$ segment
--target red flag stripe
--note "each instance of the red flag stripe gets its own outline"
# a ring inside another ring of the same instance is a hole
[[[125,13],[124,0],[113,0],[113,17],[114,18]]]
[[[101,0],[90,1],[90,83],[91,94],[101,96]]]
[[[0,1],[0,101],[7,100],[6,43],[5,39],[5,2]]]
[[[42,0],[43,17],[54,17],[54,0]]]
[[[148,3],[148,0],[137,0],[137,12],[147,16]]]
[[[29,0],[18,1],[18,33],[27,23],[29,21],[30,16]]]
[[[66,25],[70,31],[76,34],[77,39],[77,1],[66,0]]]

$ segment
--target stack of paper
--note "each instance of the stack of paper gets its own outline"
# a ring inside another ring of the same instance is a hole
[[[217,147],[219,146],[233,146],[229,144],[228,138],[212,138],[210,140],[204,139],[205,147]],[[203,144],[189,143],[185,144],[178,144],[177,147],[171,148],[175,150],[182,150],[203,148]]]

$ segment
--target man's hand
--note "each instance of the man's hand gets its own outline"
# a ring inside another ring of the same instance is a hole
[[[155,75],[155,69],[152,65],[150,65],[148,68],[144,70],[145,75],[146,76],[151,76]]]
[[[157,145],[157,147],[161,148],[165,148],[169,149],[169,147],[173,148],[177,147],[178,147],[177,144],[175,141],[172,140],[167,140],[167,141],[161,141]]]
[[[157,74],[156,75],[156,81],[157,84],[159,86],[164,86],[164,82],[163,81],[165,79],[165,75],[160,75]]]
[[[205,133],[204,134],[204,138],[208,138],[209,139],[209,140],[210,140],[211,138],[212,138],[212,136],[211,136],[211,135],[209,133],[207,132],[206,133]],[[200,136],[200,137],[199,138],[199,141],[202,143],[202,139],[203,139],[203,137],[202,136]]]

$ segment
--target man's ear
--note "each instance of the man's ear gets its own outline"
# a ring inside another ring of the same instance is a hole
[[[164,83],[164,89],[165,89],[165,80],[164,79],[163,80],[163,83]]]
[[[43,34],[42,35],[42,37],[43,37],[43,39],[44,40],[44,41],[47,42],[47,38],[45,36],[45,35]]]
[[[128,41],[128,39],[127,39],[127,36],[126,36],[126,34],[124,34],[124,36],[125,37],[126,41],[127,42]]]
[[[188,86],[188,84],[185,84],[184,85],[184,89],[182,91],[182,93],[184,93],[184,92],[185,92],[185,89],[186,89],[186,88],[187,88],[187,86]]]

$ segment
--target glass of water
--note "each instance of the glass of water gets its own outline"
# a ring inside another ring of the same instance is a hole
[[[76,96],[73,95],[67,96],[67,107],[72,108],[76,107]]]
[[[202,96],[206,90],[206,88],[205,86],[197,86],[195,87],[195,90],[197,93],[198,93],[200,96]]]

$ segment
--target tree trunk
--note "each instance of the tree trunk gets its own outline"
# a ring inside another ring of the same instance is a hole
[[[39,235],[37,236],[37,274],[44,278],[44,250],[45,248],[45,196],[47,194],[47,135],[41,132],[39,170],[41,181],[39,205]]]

§ §

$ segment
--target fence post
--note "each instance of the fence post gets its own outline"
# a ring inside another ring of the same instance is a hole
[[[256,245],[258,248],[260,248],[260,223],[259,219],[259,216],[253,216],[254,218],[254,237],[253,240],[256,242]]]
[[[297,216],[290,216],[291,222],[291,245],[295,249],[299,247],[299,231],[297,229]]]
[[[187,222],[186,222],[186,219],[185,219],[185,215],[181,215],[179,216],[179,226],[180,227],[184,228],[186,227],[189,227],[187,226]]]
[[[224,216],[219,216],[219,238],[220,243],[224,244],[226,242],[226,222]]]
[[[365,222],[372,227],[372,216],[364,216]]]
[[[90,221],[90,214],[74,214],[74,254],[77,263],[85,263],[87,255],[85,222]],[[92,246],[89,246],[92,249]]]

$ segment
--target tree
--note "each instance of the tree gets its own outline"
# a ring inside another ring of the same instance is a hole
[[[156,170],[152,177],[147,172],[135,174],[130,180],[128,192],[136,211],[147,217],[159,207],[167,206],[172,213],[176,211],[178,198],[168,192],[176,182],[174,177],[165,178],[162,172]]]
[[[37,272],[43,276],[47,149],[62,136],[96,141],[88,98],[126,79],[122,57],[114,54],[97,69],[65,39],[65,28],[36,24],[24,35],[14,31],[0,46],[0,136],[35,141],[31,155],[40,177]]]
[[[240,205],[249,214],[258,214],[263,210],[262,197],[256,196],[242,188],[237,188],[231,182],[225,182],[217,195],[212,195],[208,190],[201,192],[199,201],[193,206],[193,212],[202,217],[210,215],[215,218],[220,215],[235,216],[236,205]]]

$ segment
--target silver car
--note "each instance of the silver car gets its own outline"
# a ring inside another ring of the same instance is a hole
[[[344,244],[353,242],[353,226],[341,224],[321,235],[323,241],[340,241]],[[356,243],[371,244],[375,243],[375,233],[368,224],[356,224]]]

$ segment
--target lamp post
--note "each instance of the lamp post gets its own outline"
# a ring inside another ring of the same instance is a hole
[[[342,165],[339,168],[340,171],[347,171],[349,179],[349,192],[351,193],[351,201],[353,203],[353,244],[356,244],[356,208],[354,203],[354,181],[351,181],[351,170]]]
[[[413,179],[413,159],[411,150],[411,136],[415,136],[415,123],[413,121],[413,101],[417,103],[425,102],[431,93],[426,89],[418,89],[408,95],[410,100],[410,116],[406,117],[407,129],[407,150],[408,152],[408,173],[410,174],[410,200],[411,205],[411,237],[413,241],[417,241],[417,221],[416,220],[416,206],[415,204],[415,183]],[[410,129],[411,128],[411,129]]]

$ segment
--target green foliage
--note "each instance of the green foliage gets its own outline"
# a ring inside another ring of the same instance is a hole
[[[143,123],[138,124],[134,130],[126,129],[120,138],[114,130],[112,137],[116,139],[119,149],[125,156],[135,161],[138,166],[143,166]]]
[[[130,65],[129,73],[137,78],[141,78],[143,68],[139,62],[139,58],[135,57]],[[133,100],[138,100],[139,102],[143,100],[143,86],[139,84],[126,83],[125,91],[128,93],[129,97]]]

§ §

- WHAT IS REQUIRED: Locate every line in the material that contains the string "target", and copy each of those lines.

- OUTPUT BELOW:
--target red flag stripe
--target stack of paper
--target man's hand
--target man's ear
--target glass of water
--target tree trunk
--target fence post
--target tree
--target silver car
--target lamp post
--target green foliage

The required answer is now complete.